WHAT YOU ARE ASKED TO DO :: Copy every one of the entries below word for word, changing nothing.
>> START LISTED ENTRIES
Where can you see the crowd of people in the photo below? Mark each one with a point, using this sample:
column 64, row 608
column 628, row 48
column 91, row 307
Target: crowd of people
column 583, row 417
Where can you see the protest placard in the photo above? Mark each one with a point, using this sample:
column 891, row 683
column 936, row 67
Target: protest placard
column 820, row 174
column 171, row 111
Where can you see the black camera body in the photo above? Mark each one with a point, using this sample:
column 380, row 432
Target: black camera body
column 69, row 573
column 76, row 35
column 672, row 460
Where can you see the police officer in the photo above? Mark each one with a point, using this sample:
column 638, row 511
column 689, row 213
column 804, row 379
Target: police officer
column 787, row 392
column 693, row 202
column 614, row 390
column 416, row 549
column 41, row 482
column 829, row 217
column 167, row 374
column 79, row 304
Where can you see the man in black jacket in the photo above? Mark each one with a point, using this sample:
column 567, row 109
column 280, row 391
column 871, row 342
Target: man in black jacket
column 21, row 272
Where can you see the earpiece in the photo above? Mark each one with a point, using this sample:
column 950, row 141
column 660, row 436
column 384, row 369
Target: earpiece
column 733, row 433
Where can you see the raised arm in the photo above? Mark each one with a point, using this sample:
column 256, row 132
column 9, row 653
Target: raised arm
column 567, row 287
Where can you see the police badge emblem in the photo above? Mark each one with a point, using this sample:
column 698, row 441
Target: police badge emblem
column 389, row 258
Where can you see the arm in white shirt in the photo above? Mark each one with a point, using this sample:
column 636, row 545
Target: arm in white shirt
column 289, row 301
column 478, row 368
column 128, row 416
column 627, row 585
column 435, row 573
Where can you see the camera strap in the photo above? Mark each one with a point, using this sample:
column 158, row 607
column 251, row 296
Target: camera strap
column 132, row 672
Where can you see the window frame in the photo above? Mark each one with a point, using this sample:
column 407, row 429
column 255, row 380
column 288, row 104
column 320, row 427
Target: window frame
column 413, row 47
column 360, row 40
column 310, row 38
>> END LISTED ENTRIES
FINAL RESULT ::
Where can you see the crowd of people in the photo below? Mark each one with a point, using this sample:
column 64, row 608
column 628, row 48
column 91, row 307
Target: crowd of people
column 583, row 417
Where can you see the protest placard in the photo above? Mark each one with a point, using this sample:
column 891, row 683
column 936, row 67
Target: protest placard
column 820, row 174
column 171, row 111
Where can you see the black camera body in the photo above? Mark each one with a point, using this sample:
column 380, row 432
Target: black camera body
column 69, row 573
column 76, row 35
column 672, row 460
Where can you see the police officer in the photo above? Mark each one with a point, using this sample:
column 638, row 511
column 689, row 213
column 804, row 379
Target: police officer
column 787, row 392
column 693, row 202
column 614, row 390
column 416, row 549
column 41, row 482
column 829, row 217
column 167, row 374
column 79, row 304
Where can you see the man in black jacket in the photo above? Mark each one with a point, using this sample:
column 567, row 109
column 280, row 391
column 871, row 342
Target: man in black jacket
column 21, row 272
Where can you see the earpiece in the photo above? Mark each one with a point, using this sample:
column 950, row 141
column 660, row 436
column 384, row 369
Target: earpiece
column 733, row 433
Where can you see the raised arm in the photo above? Mark each one with a point, using this sample:
column 256, row 132
column 9, row 653
Target: raised arm
column 567, row 287
Where can you see the police badge emblem in the photo above? Mark each one with a point, using this sample:
column 698, row 441
Target: police badge emblem
column 389, row 258
Where can you see the arm in white shirt in the photo above? Mark each one with a point, using this sample:
column 636, row 545
Target: arm in white shirt
column 289, row 301
column 478, row 368
column 128, row 416
column 627, row 585
column 435, row 573
Where can you see the camera strap in the photo above? Mark each one with a point, using this sample:
column 158, row 607
column 251, row 296
Target: camera strap
column 132, row 672
Where can you see the window frame in the photo above? Mark each one with a point, using this sample:
column 407, row 429
column 255, row 380
column 288, row 104
column 320, row 427
Target: window frame
column 413, row 47
column 360, row 40
column 310, row 38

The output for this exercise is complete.